» Objective
Pick out every line in the records below that contains the word "forearm", and copy each of those lines.

▶

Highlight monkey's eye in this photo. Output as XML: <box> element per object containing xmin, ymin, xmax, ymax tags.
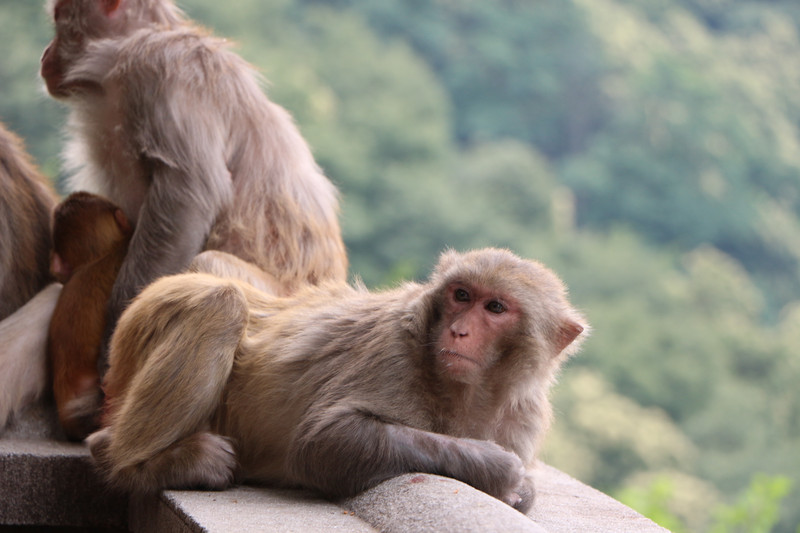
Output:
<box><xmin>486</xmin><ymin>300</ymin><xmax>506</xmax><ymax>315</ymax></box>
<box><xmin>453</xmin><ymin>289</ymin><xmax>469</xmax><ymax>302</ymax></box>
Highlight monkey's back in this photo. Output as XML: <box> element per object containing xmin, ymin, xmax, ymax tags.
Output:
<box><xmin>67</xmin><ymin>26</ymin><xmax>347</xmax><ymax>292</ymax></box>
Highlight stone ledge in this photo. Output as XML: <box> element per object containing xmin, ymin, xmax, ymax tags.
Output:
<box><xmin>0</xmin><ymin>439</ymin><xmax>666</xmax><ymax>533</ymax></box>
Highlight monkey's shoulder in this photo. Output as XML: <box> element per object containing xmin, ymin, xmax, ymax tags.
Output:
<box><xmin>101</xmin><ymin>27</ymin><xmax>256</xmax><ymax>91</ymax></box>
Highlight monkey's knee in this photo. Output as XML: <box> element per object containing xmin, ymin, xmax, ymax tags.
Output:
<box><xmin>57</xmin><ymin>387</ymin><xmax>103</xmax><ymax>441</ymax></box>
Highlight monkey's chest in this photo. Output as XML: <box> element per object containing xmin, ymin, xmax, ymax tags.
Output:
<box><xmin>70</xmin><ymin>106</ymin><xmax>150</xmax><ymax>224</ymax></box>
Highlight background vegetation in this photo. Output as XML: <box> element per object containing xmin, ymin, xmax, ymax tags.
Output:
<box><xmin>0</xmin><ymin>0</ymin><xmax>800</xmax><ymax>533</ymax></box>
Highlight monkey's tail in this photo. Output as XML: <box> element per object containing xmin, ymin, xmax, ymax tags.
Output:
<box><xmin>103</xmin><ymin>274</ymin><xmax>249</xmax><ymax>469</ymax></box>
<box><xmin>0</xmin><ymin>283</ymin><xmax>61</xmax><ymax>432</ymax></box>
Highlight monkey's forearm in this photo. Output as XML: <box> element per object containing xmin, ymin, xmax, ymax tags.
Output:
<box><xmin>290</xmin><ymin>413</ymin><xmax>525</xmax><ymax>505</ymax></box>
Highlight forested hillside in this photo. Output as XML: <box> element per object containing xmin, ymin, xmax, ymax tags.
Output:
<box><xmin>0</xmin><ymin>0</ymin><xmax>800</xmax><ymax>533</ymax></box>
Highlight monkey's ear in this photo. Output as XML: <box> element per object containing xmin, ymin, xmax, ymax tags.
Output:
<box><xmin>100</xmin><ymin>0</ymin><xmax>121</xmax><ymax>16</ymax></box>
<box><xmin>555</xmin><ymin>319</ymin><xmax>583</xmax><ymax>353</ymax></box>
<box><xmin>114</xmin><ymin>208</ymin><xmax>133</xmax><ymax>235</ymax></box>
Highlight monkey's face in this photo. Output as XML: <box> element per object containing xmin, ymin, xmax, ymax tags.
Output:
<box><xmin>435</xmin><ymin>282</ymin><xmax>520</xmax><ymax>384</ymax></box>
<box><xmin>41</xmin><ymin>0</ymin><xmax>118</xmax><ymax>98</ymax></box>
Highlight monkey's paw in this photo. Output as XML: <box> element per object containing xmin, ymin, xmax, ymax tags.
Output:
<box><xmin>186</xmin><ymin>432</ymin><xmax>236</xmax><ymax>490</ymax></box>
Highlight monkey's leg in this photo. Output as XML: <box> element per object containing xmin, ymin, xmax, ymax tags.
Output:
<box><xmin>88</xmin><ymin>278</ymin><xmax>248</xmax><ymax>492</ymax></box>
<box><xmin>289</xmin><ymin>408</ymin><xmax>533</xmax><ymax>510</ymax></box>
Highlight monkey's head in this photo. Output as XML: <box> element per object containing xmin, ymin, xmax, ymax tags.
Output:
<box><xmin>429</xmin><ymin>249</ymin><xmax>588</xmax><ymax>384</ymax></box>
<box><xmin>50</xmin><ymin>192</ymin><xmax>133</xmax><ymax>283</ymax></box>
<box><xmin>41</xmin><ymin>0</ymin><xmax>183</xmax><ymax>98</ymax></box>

◀

» Worked solution
Highlight monkey's forearm in this photo. Output as XML: <box> element per object containing xmin, ymin, xmax, ymax tags.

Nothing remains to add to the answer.